REQUIRED TASKS:
- 1) According to the Yōko Tsukasa article, who gave Tsukasa her stage name?
- 2) Carry on the Yōko Tsukasa article from its final sentence.

EXERCISE PASSAGE:
------------------------------------

Japanese actress (born 1934)

Yōko Tsukasa (司葉子, Tsukasa Yōko) is a Japanese actress. During her sixty-year career, she worked with directors such as Yasujirō Ozu, Mikio Naruse and Akira Kurosawa. For her role in The Kii River (1966) she was awarded the Blue Ribbon Award, Mainichi Film Award and Kinema Junpo Award for Best Actress.

==Life==
Yōko Tsukasa was born Yōko Shōji (庄司 葉子) in Watari-cho, Sakaiminato, Tottori Prefecture. She is the niece of businessman and politician Shōji Ren.

Tsukasa attended Tottori Prefectural Sakai High School and graduated from Kyoritsu Women's Junior College in 1954. In the same year, she was scouted after appearing on the cover of Katei Yomiuri and signed with the Toho Studios. She had her film debut in Kimi shinitamo koto nakare, replacing Ineko Arima due to illness. She was given her stage name by her co-star Ryō Ikebe, and eventually decided to become an actress against her family's initial opposition. Her most important films include Yasujirō Ozu's Late Autumn (1960) and The End of Summer (1961), Akira Kurosawa's Yojimbo (1961), Noboru Nakamura's The Kii River (1966) and Mikio Naruse's Scattered Clouds (1967).

She married politician and attorney Hideyuki Aizawa (1919–2019) in 1969 and reduced her acting activities after 1971 to care for her family. Their son Hiromitsu married singer and actress Shōko Aida.

------------------------------------

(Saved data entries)
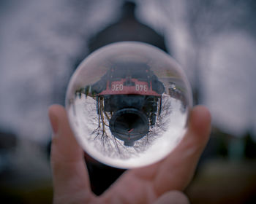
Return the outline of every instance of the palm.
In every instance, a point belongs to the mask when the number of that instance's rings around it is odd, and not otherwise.
[[[194,109],[187,134],[170,154],[149,167],[127,170],[102,195],[96,197],[89,187],[83,150],[69,128],[64,109],[53,106],[49,115],[53,129],[58,129],[51,152],[54,199],[58,203],[148,203],[168,191],[183,190],[191,180],[210,130],[208,111]]]

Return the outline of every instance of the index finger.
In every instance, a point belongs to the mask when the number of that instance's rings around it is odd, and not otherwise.
[[[192,179],[211,131],[211,115],[203,106],[191,112],[189,127],[181,143],[160,164],[154,187],[157,195],[183,190]]]

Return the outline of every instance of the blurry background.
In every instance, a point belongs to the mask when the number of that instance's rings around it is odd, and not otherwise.
[[[72,74],[91,52],[138,40],[181,63],[195,104],[212,114],[210,141],[186,189],[192,203],[255,203],[256,1],[132,2],[0,1],[1,200],[51,203],[48,107],[64,104]]]

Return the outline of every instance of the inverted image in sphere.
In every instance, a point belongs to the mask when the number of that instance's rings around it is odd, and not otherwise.
[[[66,109],[78,141],[106,165],[132,168],[163,159],[187,130],[191,88],[179,65],[141,42],[94,52],[72,76]]]

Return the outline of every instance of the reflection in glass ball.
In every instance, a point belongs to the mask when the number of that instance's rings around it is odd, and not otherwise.
[[[179,66],[159,49],[118,42],[86,58],[69,84],[66,108],[83,149],[121,168],[152,164],[182,138],[192,103]]]

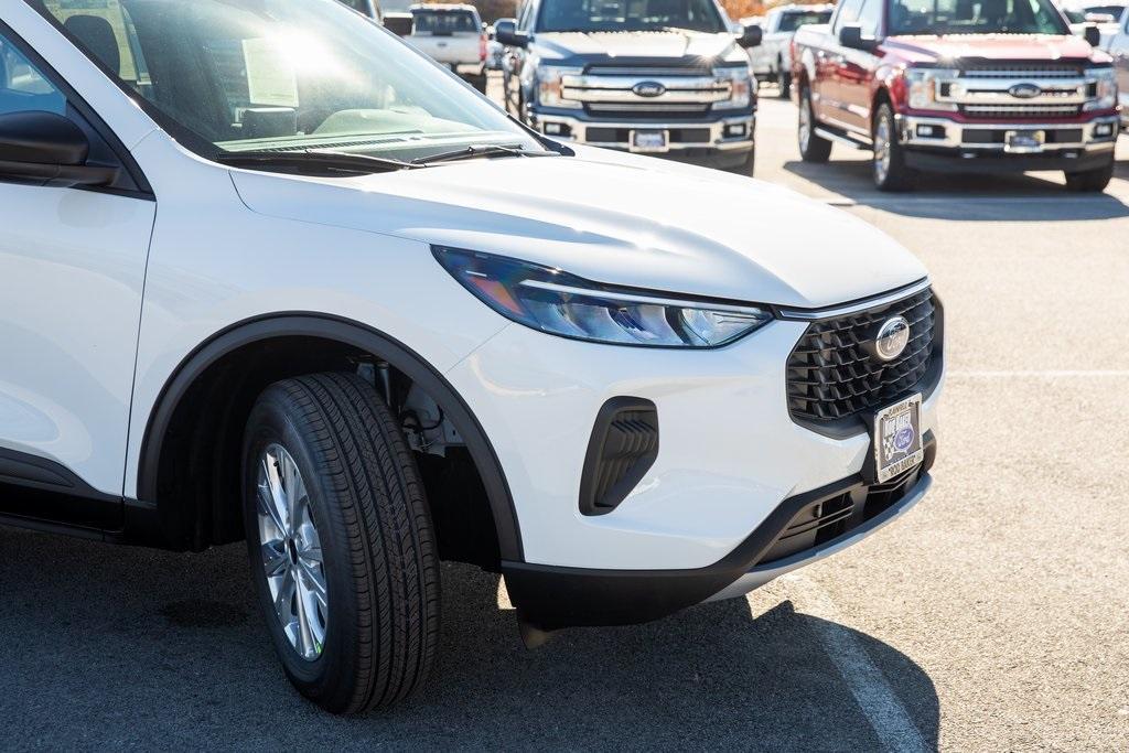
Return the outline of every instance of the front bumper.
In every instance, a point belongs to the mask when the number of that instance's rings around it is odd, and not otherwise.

------------------------------------

ANSWERS TO THE EXERCISES:
- 1) Her co-star Ryō Ikebe.

- 2)
Tsukasa was head of the "Nihon Taishō Mura" (Japan Taisho Village) open air museum in Ena, Gifu Prefecture, from 1999 to 2015. In 2021, she was honoured with a memorial hall in Nihon Taishō Mura.

==Selected filmography==
===Films===

- Marital Relations (1955)
- A Holiday in Tokyo (1958)
- Life of an Expert Swordsman (1959)
- The Birth of Japan (1959)
- Late Autumn (1960)
- Yojimbo (1961)
- The End of Summer (1961)
- Chūshingura: Hana no Maki, Yuki no Maki (1962)
- The Kii River (1966)
- Samurai Rebellion (1967)
- Scattered Clouds (1967)
- Admiral Yamamoto (1968)
- Goyokin (1969)
- Shinsengumi: Assassins of Honor (1969)
- Prophecies of Nostradamus (1974)
- Queen Bee (1978)
- Mifune: The Last Samurai (2015)

===Television===
- Daichūshingura (1971)
- Haru no Sakamichi (1971), Lady Kasuga
- Ōoku (1983)
- The Women of Osaka Castle (1983), Oichi
- Ohisama (2011)

==Honours==
- Medal with Purple Ribbon (2003)
- Order of the Rising Sun, 4th Class, Gold Rays with Rosette (2010)
- Japan Academy Chairman's Achievement Award (2020)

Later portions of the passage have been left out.